* WHAT THIS TASK INVOLVES
Line by line, return the listing exactly, without any of the images.

* EXERCISE INPUT
-- Opening Marker --
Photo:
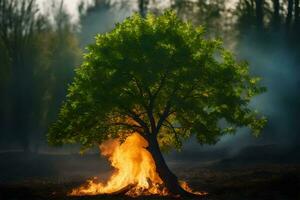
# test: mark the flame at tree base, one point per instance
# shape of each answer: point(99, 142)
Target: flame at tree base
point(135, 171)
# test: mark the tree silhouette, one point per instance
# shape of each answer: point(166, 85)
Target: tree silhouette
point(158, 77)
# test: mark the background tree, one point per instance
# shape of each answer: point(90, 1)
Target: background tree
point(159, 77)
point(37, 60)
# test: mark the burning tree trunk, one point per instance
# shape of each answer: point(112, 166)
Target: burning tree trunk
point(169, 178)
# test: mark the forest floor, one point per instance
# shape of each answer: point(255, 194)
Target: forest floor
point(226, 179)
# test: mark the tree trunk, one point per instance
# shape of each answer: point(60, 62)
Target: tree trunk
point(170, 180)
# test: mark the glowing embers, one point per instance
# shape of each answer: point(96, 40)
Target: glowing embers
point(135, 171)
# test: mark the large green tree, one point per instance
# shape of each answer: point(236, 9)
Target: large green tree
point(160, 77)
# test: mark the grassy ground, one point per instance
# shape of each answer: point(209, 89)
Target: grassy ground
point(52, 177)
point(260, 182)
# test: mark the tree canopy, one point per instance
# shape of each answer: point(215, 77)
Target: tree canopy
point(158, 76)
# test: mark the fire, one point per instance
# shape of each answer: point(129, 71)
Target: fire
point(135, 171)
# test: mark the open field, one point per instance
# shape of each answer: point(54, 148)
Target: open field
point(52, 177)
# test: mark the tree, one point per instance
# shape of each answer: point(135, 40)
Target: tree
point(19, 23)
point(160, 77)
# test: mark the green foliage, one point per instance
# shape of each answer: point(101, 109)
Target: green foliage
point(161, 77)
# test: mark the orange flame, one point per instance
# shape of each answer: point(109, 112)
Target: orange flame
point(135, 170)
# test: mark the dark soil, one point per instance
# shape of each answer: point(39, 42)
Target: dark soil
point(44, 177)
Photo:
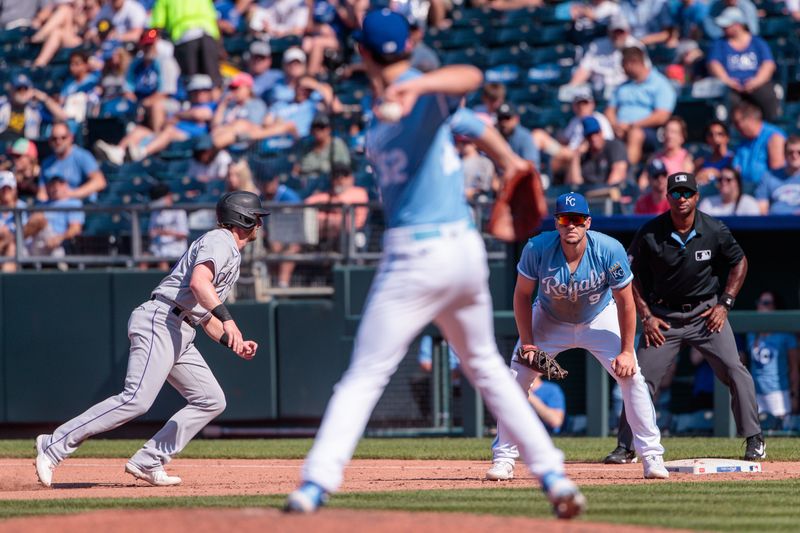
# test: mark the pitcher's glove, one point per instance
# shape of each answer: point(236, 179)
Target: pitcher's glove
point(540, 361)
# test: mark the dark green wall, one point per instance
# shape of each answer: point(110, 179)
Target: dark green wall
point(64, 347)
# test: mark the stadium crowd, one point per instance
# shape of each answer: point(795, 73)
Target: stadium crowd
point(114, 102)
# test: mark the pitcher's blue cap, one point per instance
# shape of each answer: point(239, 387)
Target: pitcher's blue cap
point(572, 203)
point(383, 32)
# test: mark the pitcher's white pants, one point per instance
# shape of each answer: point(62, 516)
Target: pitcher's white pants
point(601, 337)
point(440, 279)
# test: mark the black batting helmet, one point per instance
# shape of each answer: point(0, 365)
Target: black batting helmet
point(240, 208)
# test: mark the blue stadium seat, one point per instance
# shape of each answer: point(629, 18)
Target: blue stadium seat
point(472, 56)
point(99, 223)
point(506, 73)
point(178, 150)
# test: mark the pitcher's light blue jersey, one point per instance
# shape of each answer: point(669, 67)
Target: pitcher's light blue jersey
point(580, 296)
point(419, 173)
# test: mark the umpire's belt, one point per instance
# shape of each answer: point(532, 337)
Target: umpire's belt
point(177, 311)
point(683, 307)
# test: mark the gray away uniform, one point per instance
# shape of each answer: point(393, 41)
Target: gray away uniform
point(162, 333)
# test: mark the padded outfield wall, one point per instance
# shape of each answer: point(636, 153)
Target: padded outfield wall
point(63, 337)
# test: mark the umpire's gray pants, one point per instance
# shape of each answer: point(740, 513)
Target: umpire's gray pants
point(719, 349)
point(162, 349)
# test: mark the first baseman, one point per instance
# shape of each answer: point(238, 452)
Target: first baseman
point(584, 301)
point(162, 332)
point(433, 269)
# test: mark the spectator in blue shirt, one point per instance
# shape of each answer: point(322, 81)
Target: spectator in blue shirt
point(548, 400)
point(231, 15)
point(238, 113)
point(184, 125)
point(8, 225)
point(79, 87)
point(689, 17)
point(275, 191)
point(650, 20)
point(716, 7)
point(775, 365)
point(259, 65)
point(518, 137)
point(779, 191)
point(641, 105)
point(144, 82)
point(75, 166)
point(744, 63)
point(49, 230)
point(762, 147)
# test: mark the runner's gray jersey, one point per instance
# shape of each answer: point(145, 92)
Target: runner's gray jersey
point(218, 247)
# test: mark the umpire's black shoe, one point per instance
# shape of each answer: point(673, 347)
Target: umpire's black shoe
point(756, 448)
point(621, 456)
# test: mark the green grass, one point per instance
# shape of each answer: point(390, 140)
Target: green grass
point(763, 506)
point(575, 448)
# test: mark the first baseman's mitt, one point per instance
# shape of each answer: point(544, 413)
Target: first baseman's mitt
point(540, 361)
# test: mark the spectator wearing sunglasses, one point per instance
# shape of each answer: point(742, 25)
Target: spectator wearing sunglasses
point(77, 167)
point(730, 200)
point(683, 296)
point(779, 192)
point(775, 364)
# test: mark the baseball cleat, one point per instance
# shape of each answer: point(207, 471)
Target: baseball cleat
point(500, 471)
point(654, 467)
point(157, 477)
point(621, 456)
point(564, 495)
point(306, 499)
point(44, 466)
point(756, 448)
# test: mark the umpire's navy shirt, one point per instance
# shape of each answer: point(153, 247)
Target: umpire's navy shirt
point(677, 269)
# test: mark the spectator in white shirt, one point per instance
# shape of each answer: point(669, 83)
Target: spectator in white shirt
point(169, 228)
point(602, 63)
-- Closing Marker --
* ANSWER BELOW
Photo:
# test: mark the flame at tree base, one point per instance
# shape of each answer: point(99, 142)
Target: flame at tree base
point(135, 171)
# test: mark the tree silhouette, one point per instance
# shape of each answer: point(166, 85)
Target: tree silhouette
point(158, 77)
# test: mark the background tree, one point per instance
# shape of each answer: point(90, 1)
Target: background tree
point(159, 77)
point(37, 60)
# test: mark the burning tree trunk, one point per instance
# shape of each answer: point(112, 166)
Target: burning tree trunk
point(169, 178)
# test: mark the forest floor, one point per instance
# shape of each answer: point(255, 194)
Target: forest floor
point(226, 179)
# test: mark the tree trunk, one point per instance
# shape of each answer: point(60, 62)
Target: tree trunk
point(170, 180)
# test: mark the glowing embers, one point per instance
# shape of each answer: point(96, 40)
Target: glowing embers
point(135, 171)
# test: mark the large green tree, one point per instance
# shape of each answer: point(236, 9)
Target: large green tree
point(160, 77)
# test: mark the grassy ground, one point per instance
# shape of each answer: point(209, 89)
Target: grassy ground
point(52, 177)
point(260, 182)
# test: mark the tree canopy, one point per instance
# shape of each answer: point(215, 77)
Target: tree canopy
point(158, 76)
# test: mark the fire, one point per instance
# shape of each answer: point(129, 71)
Target: fire
point(135, 171)
# test: mark the open field, one point per instance
# shape of each answer: point(54, 148)
Target: open field
point(52, 177)
# test: mark the tree, one point per instance
# shape of each answer: point(135, 40)
Target: tree
point(19, 23)
point(160, 77)
# test: mark the green foliage, one point per instance
# shape of each answer: point(101, 109)
Target: green foliage
point(161, 77)
# test: mark the orange flame, one point per instance
# shape of each answer: point(109, 112)
Target: orange flame
point(135, 170)
# test: mark the dark soil, one point per instance
# shape of each answer: point(39, 42)
Target: dark soil
point(44, 177)
Photo:
# test: mark the pitcher's glove, one point per instance
# shape of each answer: point(236, 179)
Target: pitcher's glove
point(540, 361)
# test: mark the dark green wall, one point per instance
# shape of each answer: point(110, 179)
Target: dark green wall
point(64, 347)
# test: mark the stadium crowd, one point per instance
# shape of each answer: point(795, 73)
Target: stadium crowd
point(114, 102)
# test: mark the pitcher's blue cap, one point per instance
# shape of each answer: point(239, 387)
Target: pitcher's blue cap
point(572, 203)
point(383, 32)
# test: mark the pitcher's white pants, one point per instance
# shape of each answer: point(62, 516)
Target: pitcher's white pants
point(601, 337)
point(440, 279)
# test: mark the black batting helmet, one point per instance
# shape of each answer: point(0, 365)
Target: black batting helmet
point(240, 208)
# test: mark the blue stadium seat, one point per instance
# shape of each answer: point(629, 18)
Target: blue stadium seat
point(472, 56)
point(99, 223)
point(506, 73)
point(178, 150)
# test: mark the pitcher's light blue jersey, one point per instance
# shape of each answer: point(669, 67)
Target: pitcher's light blue jersey
point(580, 296)
point(419, 173)
# test: mark the umpire's belt, one point per instance
# shape of each answer: point(532, 337)
Target: umpire's belt
point(177, 311)
point(683, 307)
# test: mark the gray away uniform, one point per instance
# shape of each answer: point(393, 41)
Target: gray away uniform
point(162, 333)
# test: mark the padded outfield wall, one point per instance
# shape of each answer: point(636, 153)
Target: padded outfield wall
point(63, 337)
# test: mark the umpire's gray pants, one point per instance
# shape of each answer: point(740, 513)
Target: umpire's gray pants
point(719, 349)
point(162, 349)
# test: mark the first baseman, one point per instance
# shape of each answer: point(238, 452)
Target: first baseman
point(584, 301)
point(162, 332)
point(433, 269)
# test: mark the spectator in blue shirt, one point per instance
# shape of each answer: point(322, 81)
Target: spectator in blue shirt
point(548, 400)
point(231, 15)
point(238, 113)
point(184, 125)
point(8, 225)
point(79, 87)
point(689, 17)
point(275, 191)
point(650, 20)
point(716, 7)
point(775, 365)
point(259, 65)
point(518, 137)
point(779, 191)
point(641, 105)
point(144, 82)
point(75, 166)
point(744, 63)
point(49, 230)
point(762, 147)
# test: mark the runner's gray jersey, one point per instance
# shape of each answer: point(145, 92)
Target: runner's gray jersey
point(218, 247)
# test: mark the umpire's black shoe, one point per instance
# shape of each answer: point(673, 347)
Target: umpire's black shoe
point(756, 448)
point(621, 456)
# test: mark the green grass, one point per instance
# shape of each answer: point(390, 140)
Target: green grass
point(763, 506)
point(575, 448)
# test: mark the first baseman's mitt, one point per instance
# shape of each answer: point(544, 413)
Target: first baseman's mitt
point(540, 361)
# test: mark the spectator wearing sunglasses, one point per instance
# shape of each answer: point(742, 25)
Target: spectator wearing sunglasses
point(77, 167)
point(730, 200)
point(683, 296)
point(779, 192)
point(775, 364)
# test: mark the baseball cleat, one point per instance
# shape of each answer: point(207, 471)
Target: baseball cleat
point(500, 471)
point(654, 467)
point(157, 477)
point(621, 456)
point(564, 495)
point(306, 499)
point(44, 466)
point(756, 448)
# test: mark the umpire's navy shirt, one point per instance
# shape of each answer: point(153, 247)
Target: umpire's navy shirt
point(677, 269)
# test: mark the spectator in white shirt, one point per instance
# shape of each answer: point(669, 83)
Target: spectator in white shirt
point(169, 228)
point(602, 63)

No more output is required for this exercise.